Inhaltlich konzentriert sich Global Labour History auf das transnationale - eigentlich das transkontinentale - Studium von Arbeitsbeziehungen und Arbeiterbewegungen im weitesten Sinne.
An den Beginn seiner hier vorliegenden Abhandlung stellt der niederländische Historiker Marcel van der Linden, der mit diesem Buch maßgeblich für die Etablierung dieses Forschungsfeldes, verantwortlich war, zunächst eine Ausdifferenzierung des Konzepts "Arbeit", indem er danach fragt, wie sich Arbeiter überhaupt definieren lassen beziehungsweise welche Entscheidungskriterien "freie Lohnarbeit" oder "Besitzsklaverei" bedingen. Im Anschluss daran arbeitet van der Linden verschiedene "mutualistische" Organisationsformen heraus. Gemeint sind damit
"alle freiwilligen Übereinkünfte, bei denen Personen Beiträge in eine gemeinsame Kasse einzahlen, deren Mittel nach festgelegten Vergaberegeln ganz oder teilweise an einen oder mehrere Beitragszahlende ausgezahlt werden". Dies sind zum Beispiel "Versicherungen auf Gegenseitigkeit", Konsum- oder Produktionsgenossenschaften. In Kapitel drei bringt van der Linden dann unterschiedliche Protestformen von Arbeitern zur Sprache, angefangen beim Streik über den Konsumentenprotest bis hin zur Gründung von Gewerkschaften oder internationaler Zusammenarbeit. Dass "Global Labour History" nicht nur eine transnationale, sondern auch eine interdisziplinäre Ausrichtung hat, wird mit dem letzten Kapitel deutlich, in dem verschiedene Erkenntnisse aus benachbarten Disziplinen wie die Weltsystemtheorie für den historischen Erkenntnisprozess fruchtbar gemacht werden.
Mit diesem Band eröffnet Marcel van der Linden ein äußerst spannendes Forschungsfeld, welches der eingefahrenen Erforschung der Arbeitergeschichte zahlreiche neue Impulse verleiht. So fächert er den bisweilen monolithisch erscheinenden Begriff der Arbeit gekonnt auf, um auch den graduellen Unterschieden gerecht zu werden und auf diese Weise außereuropäische Arbeitsformen in sein Konzept der "Global Labour History" zu integrieren. Überhaupt ist der Band durchzogen von einem ungeheuren Bestreben nach begrifflicher Schärfe, wenn beispielsweise die verschiedenen Formen des Widerstands von Arbeitern ausdifferenziert werden. Bisweilen sind diese Ausführungen zwar recht theoretisch, vermessen auf diese Weise aber äußerst präzise und systematisch das Forschungsfeld. Allerdings schadet es nicht, wenn der Leser trotz der klaren Gedankenführung des Autors ein wenig wirtschaftlichen Sachverstand mitbringt, um die Feinheiten angemessen nachzuvollziehen.

## SCHRIFTLICHE AUFGABE
Ändere im Textauszug den Abschnitt von "Inhaltlich konzentriert sich" bis einschließlich "im weitesten Sinne." ab, indem du "Arbeitsbeziehungen" durch "Arbeitsverhältnissen" ersetzt, und gib ihn vollständig wieder.

## MATERIAL
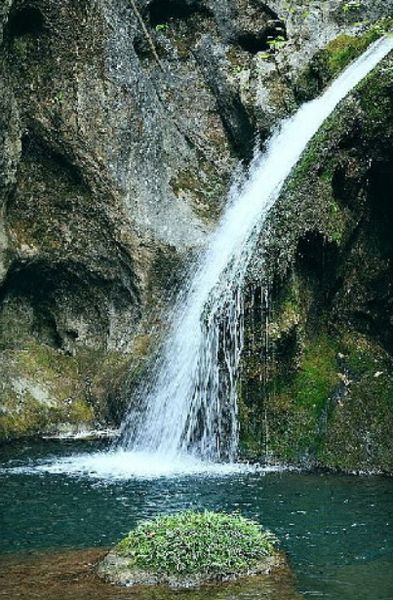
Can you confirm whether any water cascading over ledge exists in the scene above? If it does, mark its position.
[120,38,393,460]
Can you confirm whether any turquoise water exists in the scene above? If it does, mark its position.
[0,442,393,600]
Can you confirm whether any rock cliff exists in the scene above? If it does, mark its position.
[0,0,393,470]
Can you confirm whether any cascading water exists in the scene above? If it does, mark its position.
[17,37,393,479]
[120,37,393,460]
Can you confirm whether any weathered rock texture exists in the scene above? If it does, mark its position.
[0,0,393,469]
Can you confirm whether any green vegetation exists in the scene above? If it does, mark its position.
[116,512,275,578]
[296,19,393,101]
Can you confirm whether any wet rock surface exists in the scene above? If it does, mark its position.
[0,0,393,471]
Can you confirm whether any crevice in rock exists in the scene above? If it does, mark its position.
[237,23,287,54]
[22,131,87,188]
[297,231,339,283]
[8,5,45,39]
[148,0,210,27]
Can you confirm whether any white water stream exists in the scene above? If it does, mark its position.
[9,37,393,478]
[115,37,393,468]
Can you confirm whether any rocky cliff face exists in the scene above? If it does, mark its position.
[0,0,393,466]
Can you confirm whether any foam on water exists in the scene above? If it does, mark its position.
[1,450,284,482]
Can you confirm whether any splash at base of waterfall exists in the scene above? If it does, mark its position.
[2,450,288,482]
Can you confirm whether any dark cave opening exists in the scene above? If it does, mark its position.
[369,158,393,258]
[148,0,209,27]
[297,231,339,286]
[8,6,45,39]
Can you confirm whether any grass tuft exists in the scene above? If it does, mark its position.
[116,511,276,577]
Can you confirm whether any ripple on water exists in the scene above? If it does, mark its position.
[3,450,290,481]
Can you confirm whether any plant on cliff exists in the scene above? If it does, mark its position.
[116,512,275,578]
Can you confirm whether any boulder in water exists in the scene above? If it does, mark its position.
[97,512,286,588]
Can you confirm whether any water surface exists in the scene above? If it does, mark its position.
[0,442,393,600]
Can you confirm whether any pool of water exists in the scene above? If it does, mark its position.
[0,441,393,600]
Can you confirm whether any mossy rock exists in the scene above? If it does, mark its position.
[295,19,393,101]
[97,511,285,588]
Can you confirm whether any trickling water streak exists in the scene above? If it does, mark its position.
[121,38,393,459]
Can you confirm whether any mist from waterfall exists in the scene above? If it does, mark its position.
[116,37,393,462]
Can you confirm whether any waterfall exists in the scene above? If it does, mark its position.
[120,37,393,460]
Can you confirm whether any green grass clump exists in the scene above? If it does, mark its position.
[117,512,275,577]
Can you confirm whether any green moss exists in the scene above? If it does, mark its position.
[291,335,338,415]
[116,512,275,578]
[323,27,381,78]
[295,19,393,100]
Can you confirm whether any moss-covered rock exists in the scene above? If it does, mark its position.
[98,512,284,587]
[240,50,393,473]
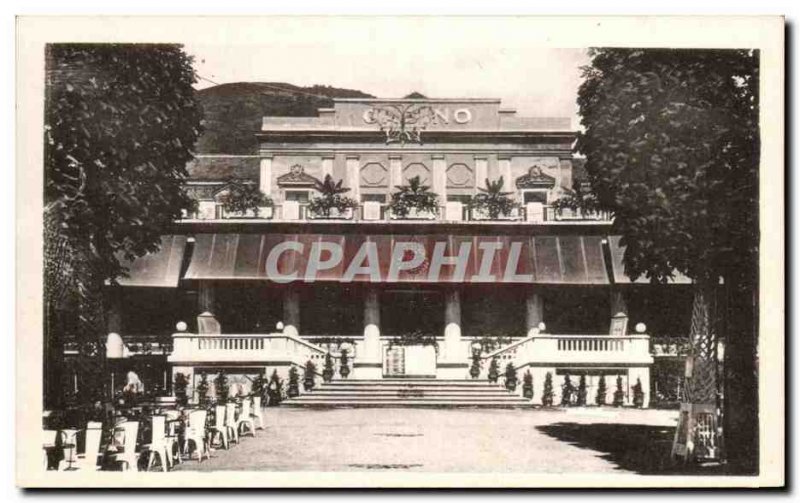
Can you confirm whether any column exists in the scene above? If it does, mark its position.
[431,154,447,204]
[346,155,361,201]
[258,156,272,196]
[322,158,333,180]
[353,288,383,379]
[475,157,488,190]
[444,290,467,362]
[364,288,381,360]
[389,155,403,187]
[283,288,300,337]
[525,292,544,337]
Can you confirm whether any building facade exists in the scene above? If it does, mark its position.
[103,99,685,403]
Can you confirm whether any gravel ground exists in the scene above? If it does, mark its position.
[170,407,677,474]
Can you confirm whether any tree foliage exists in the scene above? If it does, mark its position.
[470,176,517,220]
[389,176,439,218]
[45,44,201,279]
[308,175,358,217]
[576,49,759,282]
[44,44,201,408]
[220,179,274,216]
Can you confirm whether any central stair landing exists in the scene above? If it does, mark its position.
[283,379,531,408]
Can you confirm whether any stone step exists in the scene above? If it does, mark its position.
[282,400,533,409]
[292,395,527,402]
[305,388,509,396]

## ERGEBNIS DER ÜBUNG
Inhaltlich konzentriert sich Global Labour History auf das transnationale - eigentlich das transkontinentale - Studium von Arbeitsverhältnissen und Arbeiterbewegungen im weitesten Sinne.